▶ _GIVEN TASK_
Copy each line exactly. Leave nothing out.

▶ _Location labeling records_
......

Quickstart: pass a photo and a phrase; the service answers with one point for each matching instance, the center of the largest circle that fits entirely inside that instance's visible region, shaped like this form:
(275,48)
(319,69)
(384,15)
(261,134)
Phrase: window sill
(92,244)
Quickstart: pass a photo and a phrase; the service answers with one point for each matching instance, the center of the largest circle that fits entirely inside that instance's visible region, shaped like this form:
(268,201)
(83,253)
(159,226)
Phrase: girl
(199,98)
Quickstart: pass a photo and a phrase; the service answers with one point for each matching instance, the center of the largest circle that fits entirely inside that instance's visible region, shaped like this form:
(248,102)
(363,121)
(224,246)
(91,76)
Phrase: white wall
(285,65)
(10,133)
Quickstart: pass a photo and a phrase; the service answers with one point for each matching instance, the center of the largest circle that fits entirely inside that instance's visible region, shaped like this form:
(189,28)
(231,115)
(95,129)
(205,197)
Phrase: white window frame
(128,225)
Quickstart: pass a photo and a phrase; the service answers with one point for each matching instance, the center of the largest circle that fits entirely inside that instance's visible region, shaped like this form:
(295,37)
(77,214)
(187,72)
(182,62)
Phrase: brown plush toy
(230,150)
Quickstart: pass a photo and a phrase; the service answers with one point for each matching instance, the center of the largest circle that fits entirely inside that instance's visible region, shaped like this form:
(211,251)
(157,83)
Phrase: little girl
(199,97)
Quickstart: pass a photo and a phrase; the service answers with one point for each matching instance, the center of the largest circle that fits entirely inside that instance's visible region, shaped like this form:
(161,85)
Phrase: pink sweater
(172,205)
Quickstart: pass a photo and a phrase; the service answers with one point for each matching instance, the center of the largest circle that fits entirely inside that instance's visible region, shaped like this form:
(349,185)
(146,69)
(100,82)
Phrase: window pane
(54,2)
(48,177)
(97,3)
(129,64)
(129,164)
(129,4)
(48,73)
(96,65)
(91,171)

......

▶ _REPLY TO THE EXERCISE_
Quickstart: pass a photo and a phrase; the service answers with one point for each matching instance, the center of the largest circle that fits entirely inside that instance's visible region, shaped like this form:
(275,48)
(319,69)
(384,15)
(261,134)
Phrase: window sill
(92,244)
Quickstart: pass a photo and a phrase; the service answers with one point for each matching instance, the center of the largest circle that fits entirely inside that instance's visible region, shaped like this form:
(268,201)
(83,253)
(159,226)
Phrase: girl
(199,98)
Quickstart: pass a photo and a phrase; the service answers with one point for each matching instance, the center of the largest circle that fits entirely inside that instance's visible region, shaped like this form:
(248,102)
(363,121)
(224,246)
(91,76)
Phrase: white wall
(285,65)
(10,133)
Quickstart: pass a photo and a phrase; the service answers with one point for each matching instance, the center of the largest circle that fits entirely inside that instance's visible region, shaped like this form:
(189,28)
(231,115)
(95,129)
(205,197)
Phrase: white window frame
(128,225)
Quickstart: pass a photo and a phrase; the service answers with one point for each matching instance, the center of the largest circle that fits entirely inside that instance's visible region, shaped like this form:
(295,37)
(77,214)
(187,72)
(182,62)
Phrase: brown plush toy
(230,150)
Quickstart: pass a photo and a phrase; the service answers with one point for each matching instance, the center of the largest circle that fits entirely inside that instance's visible region, shaped like this form:
(211,251)
(157,83)
Phrase: little girl
(199,97)
Quickstart: pass a photo and a phrase; the service answers with one point for each matching instance, the center of the largest circle that fits entirely inside that instance's visible region, shaped like this form:
(161,85)
Phrase: pink sweater
(172,205)
Quickstart: pass a photo and a phrase; the service answers with one point for each matching instance, the center of the largest circle that fits entirely inside that instance's visible region, shaped like this form:
(349,185)
(146,69)
(100,82)
Phrase: window pane
(54,2)
(48,177)
(97,3)
(129,64)
(129,164)
(129,4)
(48,73)
(96,65)
(91,171)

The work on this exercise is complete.